| Work order |
Only one portion of the data is to be written out: from the line bearing "Query: paved path" through the line bearing "Query: single-story house". Write it exactly as it appears.

| Input |

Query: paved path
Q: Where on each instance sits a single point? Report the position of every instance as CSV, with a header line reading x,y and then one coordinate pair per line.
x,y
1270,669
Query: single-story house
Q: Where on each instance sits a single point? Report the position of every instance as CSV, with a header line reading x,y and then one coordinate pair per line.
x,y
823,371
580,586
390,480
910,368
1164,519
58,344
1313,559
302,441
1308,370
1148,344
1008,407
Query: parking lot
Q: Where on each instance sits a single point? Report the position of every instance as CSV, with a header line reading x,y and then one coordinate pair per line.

---

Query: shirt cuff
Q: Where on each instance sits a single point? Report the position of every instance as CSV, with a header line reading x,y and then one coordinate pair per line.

---

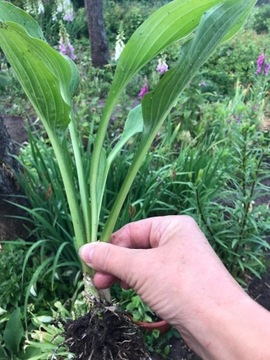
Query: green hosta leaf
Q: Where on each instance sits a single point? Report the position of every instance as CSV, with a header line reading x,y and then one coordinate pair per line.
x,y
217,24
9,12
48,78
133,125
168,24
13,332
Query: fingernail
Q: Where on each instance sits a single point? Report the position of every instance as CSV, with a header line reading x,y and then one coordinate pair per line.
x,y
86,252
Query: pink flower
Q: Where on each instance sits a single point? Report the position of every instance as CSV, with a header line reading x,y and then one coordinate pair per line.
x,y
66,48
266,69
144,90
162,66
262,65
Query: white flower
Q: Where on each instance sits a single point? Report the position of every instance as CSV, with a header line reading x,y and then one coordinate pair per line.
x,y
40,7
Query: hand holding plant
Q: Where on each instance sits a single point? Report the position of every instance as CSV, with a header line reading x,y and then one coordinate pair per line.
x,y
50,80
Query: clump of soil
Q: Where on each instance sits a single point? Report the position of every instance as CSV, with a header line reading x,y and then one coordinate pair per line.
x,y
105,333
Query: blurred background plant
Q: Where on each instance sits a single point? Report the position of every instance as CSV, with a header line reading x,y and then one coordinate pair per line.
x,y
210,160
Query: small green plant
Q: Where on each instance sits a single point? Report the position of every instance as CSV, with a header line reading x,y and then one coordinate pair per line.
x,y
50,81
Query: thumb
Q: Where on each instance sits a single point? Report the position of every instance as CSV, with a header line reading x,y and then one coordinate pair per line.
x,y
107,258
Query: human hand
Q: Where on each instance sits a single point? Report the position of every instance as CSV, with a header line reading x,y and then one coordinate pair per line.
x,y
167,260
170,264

| Task response |
Query: paved path
Q: Where on each instance sits a single point? Report the position of every instance as CSV, with a header line reading x,y and then one coordinate pair per line.
x,y
1270,669
Query: single-story house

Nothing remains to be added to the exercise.